start The input

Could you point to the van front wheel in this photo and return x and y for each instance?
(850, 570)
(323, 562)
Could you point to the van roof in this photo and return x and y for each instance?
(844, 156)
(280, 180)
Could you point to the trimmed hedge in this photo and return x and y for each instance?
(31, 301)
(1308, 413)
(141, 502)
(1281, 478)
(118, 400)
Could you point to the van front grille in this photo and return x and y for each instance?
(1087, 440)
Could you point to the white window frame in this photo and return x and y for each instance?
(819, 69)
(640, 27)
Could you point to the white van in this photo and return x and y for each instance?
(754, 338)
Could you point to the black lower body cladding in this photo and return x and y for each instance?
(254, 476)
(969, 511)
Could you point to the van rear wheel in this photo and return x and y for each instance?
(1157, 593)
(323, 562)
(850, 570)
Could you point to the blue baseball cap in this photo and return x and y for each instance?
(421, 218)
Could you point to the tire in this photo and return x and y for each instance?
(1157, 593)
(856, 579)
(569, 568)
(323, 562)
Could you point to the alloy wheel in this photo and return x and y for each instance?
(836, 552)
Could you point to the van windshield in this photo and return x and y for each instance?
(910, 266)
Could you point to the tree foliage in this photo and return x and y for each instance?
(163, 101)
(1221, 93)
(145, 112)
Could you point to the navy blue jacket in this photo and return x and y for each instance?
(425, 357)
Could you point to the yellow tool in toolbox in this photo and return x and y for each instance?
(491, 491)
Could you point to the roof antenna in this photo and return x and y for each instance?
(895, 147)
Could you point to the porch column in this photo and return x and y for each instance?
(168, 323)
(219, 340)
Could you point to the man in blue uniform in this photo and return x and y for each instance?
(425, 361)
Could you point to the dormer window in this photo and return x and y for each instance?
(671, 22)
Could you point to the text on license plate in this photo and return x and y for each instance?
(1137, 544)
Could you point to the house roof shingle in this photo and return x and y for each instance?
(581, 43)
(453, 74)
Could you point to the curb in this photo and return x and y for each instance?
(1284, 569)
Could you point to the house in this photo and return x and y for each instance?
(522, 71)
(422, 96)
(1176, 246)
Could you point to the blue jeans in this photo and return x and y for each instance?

end The input

Extract each record, keeping it identical to the original.

Could you point to the van front wheel in this photo and return x and y for each instance?
(850, 570)
(323, 562)
Could you point to the van roof in this photo and return x and y for each instance?
(844, 156)
(280, 180)
Could you point to the trimmed hedge in this photo and return x and y for each instance?
(31, 301)
(1308, 413)
(141, 502)
(1281, 478)
(118, 400)
Could you point to the van front grille in this photo and return x and y for each instance?
(1087, 440)
Could you point to the white window frame in this photo and return x and y for each instance?
(819, 69)
(640, 27)
Could you point to the white van in this photo and return x and y for each instance?
(754, 338)
Could you point to the black lower body cladding in this photo and return x and y for each instance?
(254, 476)
(969, 511)
Could you point to the van rear wheel in this photo and return x and y for each instance?
(1157, 593)
(323, 562)
(850, 570)
Could you point to the blue baseball cap in this photo and return x and y for each instance?
(421, 218)
Could you point to the tire in this photo and return x and y for each instance?
(1157, 593)
(856, 579)
(569, 568)
(323, 562)
Could you point to the alloy wheel in this photo and return x and y for each instance?
(836, 552)
Could you point to the van windshield in this photo and return x and y for each instance?
(910, 266)
Could you point to the tree foliage in this photo and return x and y for each instance?
(163, 101)
(1221, 93)
(145, 112)
Could you point to the navy blue jacket in this photo and return x and y for each instance?
(425, 357)
Could you point to the yellow tool in toolbox in this photo and return x and y for each instance?
(491, 491)
Could you point to the roof antenna in this photo and return x and y for each instance?
(895, 147)
Could you point to the porch column in this photo and return x and y for each instance?
(168, 323)
(219, 340)
Could you point to the man in blue uniform in this photo and return x and y for each instance?
(425, 361)
Could you point to the dormer window in this photo and return x and y for each instance?
(671, 22)
Could you point to the text on license plate in this photo and return x and y for each instance?
(1137, 544)
Could you point to the house roof shingle in this photo and return x and y for each instance?
(581, 43)
(453, 74)
Could you point to the curb in this photo and return x and y for each instance?
(1284, 569)
Could you point to the house in this photo and return x and y for each instance?
(522, 71)
(422, 96)
(1176, 246)
Could you point to the blue jeans in this photo and return x and y for each instance?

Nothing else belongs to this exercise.